- [Consigne]
Donnez la suite du texte sur la décision visant l'élue Mme Verreault, en reprenant après sa dernière phrase.

Concernant le manquement de Mme Verreault sur sa participation à une séance sans déclarer sa présence, la juge Bilodeau affirme qu’on «s’attend d’un élu qu’il agisse ouvertement, sans jeu de cache-cache».

Satisfaction

Mme Verreault se dit d’une certaine façon soulagée par cette décision. Elle estime que le manquement retenu contre elle est justifié, affirmant avoir eu des «remords» après l’avoir commis. 

Elle n’approuvait toutefois aucunement le deuxième manquement, qui n’a pas été retenu, car elle était «convaincue avoir agi de bonne foi et dans l'intérêt de la Ville. Je devais donc me défendre pour le principe.»

Néanmoins, l’élue se dit perturbée que la mairesse n’ait pas été sanctionnée pour «tous ces agissements», et se désole des frais encourus pour la Ville.

- [Données]

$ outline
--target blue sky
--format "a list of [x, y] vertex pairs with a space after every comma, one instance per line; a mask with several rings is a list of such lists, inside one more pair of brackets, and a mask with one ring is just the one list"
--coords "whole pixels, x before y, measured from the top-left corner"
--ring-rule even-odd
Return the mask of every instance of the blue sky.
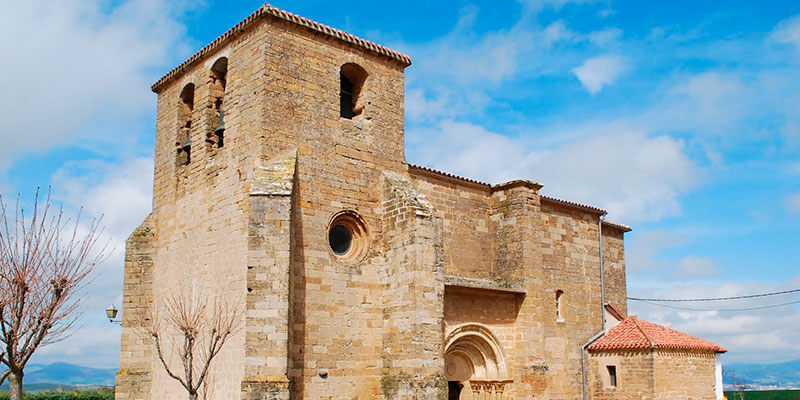
[[[535, 180], [631, 225], [629, 295], [800, 287], [800, 2], [272, 4], [412, 57], [409, 162]], [[0, 5], [0, 193], [53, 185], [68, 209], [104, 213], [114, 246], [82, 327], [38, 361], [113, 367], [119, 331], [100, 316], [120, 304], [124, 239], [150, 210], [150, 84], [261, 3]], [[719, 342], [727, 362], [800, 358], [796, 305], [629, 306]]]

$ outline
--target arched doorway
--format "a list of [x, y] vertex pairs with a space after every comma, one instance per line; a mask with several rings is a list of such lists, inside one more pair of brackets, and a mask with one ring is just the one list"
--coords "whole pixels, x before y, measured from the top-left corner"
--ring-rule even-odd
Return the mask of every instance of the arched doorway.
[[445, 341], [448, 400], [508, 398], [508, 378], [502, 347], [488, 327], [464, 324]]

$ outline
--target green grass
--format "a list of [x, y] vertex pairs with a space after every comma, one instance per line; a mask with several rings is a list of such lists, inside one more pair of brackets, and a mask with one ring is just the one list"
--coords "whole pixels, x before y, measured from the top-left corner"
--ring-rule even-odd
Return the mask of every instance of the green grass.
[[[47, 390], [25, 393], [25, 400], [114, 400], [114, 389]], [[8, 400], [8, 392], [0, 392], [0, 400]]]
[[[800, 390], [746, 390], [744, 400], [800, 400]], [[725, 392], [728, 400], [739, 400], [734, 392]]]

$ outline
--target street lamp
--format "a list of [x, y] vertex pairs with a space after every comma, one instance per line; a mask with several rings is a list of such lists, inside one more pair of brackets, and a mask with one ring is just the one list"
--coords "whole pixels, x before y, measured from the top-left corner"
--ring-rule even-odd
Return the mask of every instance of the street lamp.
[[108, 317], [109, 323], [122, 325], [122, 320], [116, 319], [118, 312], [119, 310], [113, 304], [106, 308], [106, 317]]

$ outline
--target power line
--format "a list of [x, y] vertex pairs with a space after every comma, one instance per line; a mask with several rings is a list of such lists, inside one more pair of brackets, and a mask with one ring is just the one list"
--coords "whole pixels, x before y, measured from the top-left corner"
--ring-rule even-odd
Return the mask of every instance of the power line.
[[792, 304], [800, 304], [800, 300], [790, 301], [788, 303], [781, 303], [781, 304], [772, 304], [768, 306], [761, 306], [761, 307], [747, 307], [747, 308], [725, 308], [725, 309], [703, 309], [703, 308], [691, 308], [691, 307], [679, 307], [679, 306], [669, 306], [666, 304], [660, 304], [656, 302], [646, 301], [646, 300], [638, 300], [643, 303], [652, 304], [654, 306], [664, 307], [664, 308], [671, 308], [674, 310], [686, 310], [686, 311], [719, 311], [719, 312], [729, 312], [729, 311], [752, 311], [752, 310], [763, 310], [766, 308], [776, 308], [776, 307], [783, 307]]
[[[700, 299], [648, 299], [643, 297], [628, 297], [628, 300], [637, 300], [637, 301], [645, 301], [645, 302], [655, 302], [655, 301], [721, 301], [721, 300], [738, 300], [738, 299], [752, 299], [755, 297], [767, 297], [767, 296], [777, 296], [780, 294], [787, 294], [787, 293], [797, 293], [800, 292], [800, 289], [792, 289], [792, 290], [784, 290], [780, 292], [770, 292], [770, 293], [759, 293], [759, 294], [748, 294], [745, 296], [731, 296], [731, 297], [707, 297], [707, 298], [700, 298]], [[793, 304], [793, 303], [787, 303]]]

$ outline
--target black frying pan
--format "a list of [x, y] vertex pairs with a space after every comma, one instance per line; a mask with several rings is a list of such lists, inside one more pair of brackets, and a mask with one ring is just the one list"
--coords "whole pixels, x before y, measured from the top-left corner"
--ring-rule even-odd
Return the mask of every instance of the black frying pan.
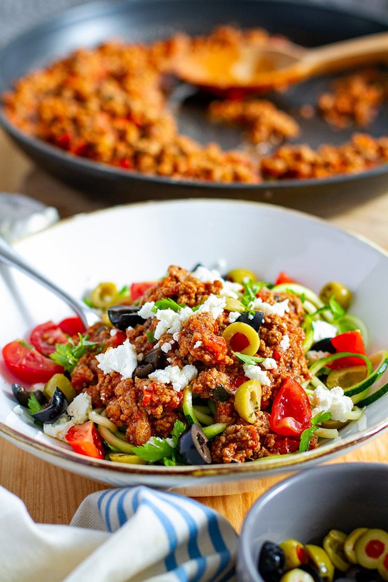
[[[118, 37], [148, 41], [169, 37], [177, 31], [204, 34], [217, 24], [230, 23], [242, 27], [263, 27], [300, 44], [312, 47], [386, 30], [388, 15], [369, 16], [358, 8], [351, 12], [302, 0], [101, 0], [64, 11], [12, 41], [0, 54], [0, 92], [9, 89], [15, 79], [30, 70], [44, 66], [81, 46], [92, 47]], [[331, 80], [332, 77], [318, 77], [284, 94], [269, 97], [281, 108], [294, 113], [304, 104], [314, 104], [317, 95], [329, 88]], [[184, 87], [183, 90], [174, 96], [179, 101], [181, 133], [202, 143], [218, 141], [224, 148], [242, 145], [239, 132], [210, 125], [201, 100], [186, 92]], [[342, 143], [355, 130], [335, 130], [318, 118], [299, 118], [298, 120], [302, 130], [296, 143], [308, 143], [313, 147], [324, 143]], [[47, 171], [79, 189], [109, 196], [112, 203], [114, 196], [127, 201], [217, 196], [272, 200], [286, 202], [288, 205], [292, 197], [308, 198], [329, 193], [351, 197], [360, 192], [376, 195], [388, 189], [388, 164], [357, 175], [254, 185], [146, 176], [77, 158], [29, 137], [1, 112], [0, 123], [19, 147]], [[388, 135], [388, 105], [382, 108], [367, 131], [375, 137]]]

- [Réponse]
«Je crois que le rapport rend justice à cette cause qui je l'espère pourra contribuer à la jurisprudence et à encourager à dénoncer les dynamiques toxiques dans les villes, encore trop nombreuses», signifie-t-elle.

Mme Verreault revient aussi sur la lettre signée par les cinq directeurs membres du comité de direction de la Ville, dans laquelle ils dénoncent «l’ingérence constante» de la mairesse dans les dossiers de Saint-Lambert. 

Au Courrier du Sud, Mme Mongrain avait rapporté en juillet une «pression» qu’aurait subi des directeurs pour signer la lettre. Mme Verreault soutient plutôt qu’elle a été écrite par un des cadres signataires.

De son côté, Loïc Blancquaert se dit «très satisfait que finalement toute la lumière ait été faite sur les graves problématiques de gestion des ressources humaines qui ont affectées le bon fonctionnement de notre ville et ont grevées son budget».

Il insiste sur les propos de la juge concernant le rôle des élus pour maintenir un climat de travail sain et concernant ses démarches afin de minimiser l’instabilité au poste de directeur général, qui «ont été entreprises afin de veiller aux intérêts supérieurs de la ville». 

« Graves erreurs de faits et de droits »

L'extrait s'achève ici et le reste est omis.